GIVEN PROBLEM: Retype the lines starting at the line that contains "of the snow-covered" and ending with the line that contains "(1078, 484)", both included, and nothing else.

##### DATA SHOWN

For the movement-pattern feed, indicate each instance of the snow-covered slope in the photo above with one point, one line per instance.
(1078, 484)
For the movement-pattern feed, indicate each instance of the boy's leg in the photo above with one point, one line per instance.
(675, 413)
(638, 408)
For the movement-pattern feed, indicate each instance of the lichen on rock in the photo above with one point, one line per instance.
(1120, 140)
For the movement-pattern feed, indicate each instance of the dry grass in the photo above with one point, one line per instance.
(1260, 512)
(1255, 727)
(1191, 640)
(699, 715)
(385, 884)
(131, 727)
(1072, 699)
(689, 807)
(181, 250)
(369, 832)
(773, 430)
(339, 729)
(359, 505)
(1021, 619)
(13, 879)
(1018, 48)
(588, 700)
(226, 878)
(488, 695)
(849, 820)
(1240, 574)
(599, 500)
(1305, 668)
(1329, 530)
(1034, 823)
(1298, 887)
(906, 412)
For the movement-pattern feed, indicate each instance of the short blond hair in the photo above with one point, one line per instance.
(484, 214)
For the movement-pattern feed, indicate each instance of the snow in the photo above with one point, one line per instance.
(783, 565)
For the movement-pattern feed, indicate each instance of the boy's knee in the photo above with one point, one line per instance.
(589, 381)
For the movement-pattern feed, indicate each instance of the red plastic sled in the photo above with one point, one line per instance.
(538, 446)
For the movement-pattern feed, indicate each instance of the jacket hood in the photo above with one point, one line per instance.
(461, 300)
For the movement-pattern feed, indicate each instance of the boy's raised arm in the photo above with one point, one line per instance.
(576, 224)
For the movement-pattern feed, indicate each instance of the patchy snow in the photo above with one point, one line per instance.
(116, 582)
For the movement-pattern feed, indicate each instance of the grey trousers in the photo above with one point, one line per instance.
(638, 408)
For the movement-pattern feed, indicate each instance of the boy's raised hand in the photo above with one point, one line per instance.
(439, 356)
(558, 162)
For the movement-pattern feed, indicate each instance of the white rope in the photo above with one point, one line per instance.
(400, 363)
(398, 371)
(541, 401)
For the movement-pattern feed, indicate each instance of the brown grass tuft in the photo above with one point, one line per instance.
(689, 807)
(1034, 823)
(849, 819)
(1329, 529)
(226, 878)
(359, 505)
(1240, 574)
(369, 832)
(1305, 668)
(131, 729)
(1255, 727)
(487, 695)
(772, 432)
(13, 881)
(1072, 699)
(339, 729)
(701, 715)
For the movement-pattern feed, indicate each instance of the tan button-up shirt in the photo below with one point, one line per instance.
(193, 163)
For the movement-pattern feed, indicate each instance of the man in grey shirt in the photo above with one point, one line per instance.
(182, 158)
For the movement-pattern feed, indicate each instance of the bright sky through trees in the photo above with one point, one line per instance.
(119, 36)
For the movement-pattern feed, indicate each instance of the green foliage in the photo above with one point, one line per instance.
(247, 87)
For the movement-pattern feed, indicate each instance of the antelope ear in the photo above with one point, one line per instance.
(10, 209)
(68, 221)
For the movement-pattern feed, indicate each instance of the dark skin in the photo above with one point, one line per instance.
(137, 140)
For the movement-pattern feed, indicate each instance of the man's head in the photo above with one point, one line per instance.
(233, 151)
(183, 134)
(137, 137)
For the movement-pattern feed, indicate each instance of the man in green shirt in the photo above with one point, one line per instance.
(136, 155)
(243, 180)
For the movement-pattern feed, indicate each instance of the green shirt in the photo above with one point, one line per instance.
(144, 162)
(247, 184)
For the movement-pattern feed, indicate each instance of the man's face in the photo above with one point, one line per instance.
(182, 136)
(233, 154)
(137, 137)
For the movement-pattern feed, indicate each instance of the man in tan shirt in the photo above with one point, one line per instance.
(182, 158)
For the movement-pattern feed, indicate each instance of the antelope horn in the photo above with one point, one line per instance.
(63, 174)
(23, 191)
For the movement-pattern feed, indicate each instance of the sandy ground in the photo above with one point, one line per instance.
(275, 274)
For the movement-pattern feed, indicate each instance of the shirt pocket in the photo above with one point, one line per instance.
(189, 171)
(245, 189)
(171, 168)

##########
##### DATA SHOWN

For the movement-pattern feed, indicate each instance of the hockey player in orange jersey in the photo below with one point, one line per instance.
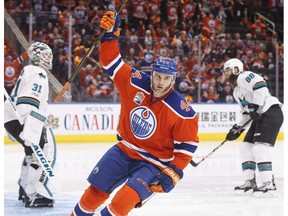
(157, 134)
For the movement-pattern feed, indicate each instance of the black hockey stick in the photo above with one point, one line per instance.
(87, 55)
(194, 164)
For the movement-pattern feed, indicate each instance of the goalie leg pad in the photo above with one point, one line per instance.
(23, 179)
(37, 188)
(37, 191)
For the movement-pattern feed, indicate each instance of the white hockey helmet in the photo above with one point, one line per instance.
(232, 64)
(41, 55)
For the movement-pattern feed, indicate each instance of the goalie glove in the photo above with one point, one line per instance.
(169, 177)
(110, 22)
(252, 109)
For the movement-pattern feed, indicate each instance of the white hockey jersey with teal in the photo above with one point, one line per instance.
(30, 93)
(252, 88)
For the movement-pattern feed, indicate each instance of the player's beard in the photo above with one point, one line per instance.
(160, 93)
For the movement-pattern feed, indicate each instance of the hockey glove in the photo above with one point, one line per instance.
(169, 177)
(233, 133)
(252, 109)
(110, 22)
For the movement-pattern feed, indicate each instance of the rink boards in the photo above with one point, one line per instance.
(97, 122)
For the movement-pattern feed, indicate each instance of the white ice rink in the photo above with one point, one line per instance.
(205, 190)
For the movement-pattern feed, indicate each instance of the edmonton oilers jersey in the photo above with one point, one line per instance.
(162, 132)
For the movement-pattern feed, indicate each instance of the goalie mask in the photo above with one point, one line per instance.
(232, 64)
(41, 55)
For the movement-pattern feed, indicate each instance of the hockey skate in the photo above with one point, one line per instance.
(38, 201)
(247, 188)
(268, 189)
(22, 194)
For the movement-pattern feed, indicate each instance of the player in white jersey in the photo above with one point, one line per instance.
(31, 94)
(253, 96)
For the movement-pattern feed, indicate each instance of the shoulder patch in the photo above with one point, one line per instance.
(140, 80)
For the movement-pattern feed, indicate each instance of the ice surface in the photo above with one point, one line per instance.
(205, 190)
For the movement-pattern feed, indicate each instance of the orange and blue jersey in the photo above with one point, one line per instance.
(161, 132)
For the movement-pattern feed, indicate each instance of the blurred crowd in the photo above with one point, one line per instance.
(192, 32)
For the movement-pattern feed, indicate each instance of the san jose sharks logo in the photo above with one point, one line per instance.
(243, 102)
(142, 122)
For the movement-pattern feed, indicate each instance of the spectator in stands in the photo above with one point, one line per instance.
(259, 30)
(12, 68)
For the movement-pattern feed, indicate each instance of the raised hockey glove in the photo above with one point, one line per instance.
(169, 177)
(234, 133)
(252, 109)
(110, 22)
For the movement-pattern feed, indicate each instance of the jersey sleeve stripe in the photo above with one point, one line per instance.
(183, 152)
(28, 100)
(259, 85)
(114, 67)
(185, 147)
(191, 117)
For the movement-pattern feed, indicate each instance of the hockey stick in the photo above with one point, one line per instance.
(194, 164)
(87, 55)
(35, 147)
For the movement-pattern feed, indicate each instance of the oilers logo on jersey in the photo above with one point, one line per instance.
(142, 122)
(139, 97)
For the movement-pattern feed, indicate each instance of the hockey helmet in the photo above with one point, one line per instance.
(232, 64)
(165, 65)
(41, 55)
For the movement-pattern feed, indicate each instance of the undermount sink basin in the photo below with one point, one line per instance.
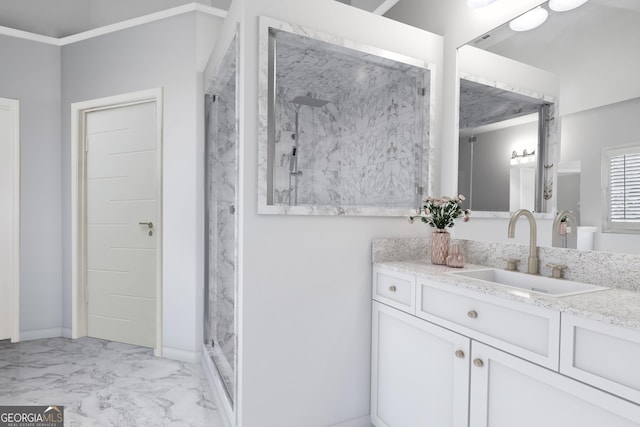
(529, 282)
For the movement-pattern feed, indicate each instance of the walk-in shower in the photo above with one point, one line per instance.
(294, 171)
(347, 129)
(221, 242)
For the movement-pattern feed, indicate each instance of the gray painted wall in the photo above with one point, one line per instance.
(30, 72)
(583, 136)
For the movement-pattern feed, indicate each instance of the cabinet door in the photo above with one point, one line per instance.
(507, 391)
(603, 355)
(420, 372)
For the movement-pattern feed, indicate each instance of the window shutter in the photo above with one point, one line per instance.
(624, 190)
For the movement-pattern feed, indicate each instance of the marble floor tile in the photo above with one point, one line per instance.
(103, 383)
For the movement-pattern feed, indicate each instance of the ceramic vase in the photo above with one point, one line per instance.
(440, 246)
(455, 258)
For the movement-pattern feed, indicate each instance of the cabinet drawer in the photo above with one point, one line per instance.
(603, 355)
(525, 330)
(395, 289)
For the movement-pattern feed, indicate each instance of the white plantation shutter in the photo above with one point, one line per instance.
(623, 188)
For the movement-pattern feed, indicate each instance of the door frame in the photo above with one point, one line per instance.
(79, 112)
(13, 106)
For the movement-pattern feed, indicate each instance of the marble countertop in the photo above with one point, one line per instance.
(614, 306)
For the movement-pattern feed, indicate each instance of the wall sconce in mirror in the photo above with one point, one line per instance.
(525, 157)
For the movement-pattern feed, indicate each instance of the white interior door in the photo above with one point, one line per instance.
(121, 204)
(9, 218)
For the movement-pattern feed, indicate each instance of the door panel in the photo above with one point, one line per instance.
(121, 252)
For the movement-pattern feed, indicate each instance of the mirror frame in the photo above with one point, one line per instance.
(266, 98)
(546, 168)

##########
##### DATA SHOWN

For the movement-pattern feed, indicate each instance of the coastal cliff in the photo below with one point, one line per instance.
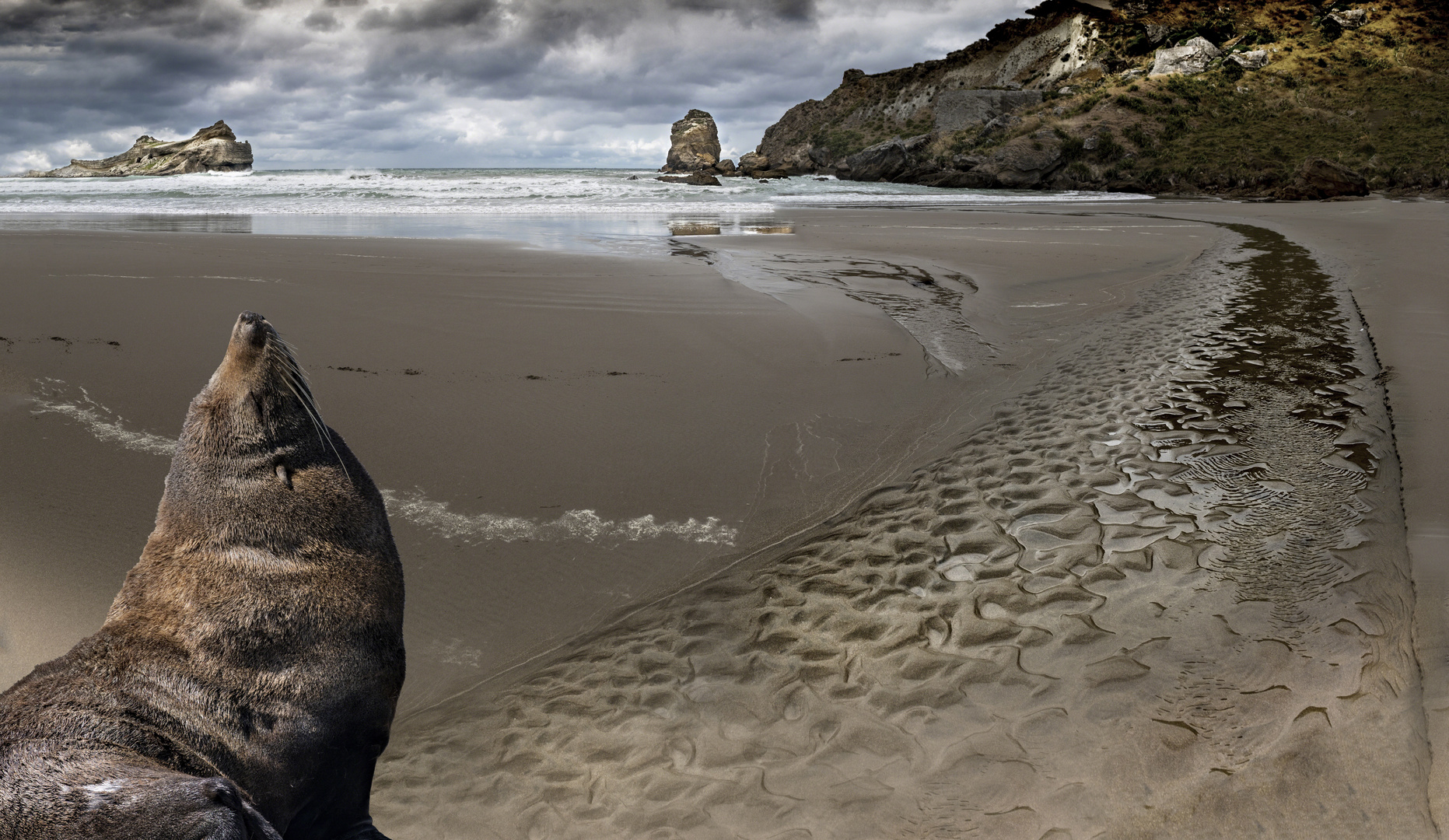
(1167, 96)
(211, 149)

##########

FINISHED EXERCISE:
For the movement-pattern feed, indicate each instance of the snow-covered slope in the photo above with one point, one line per instance.
(1078, 484)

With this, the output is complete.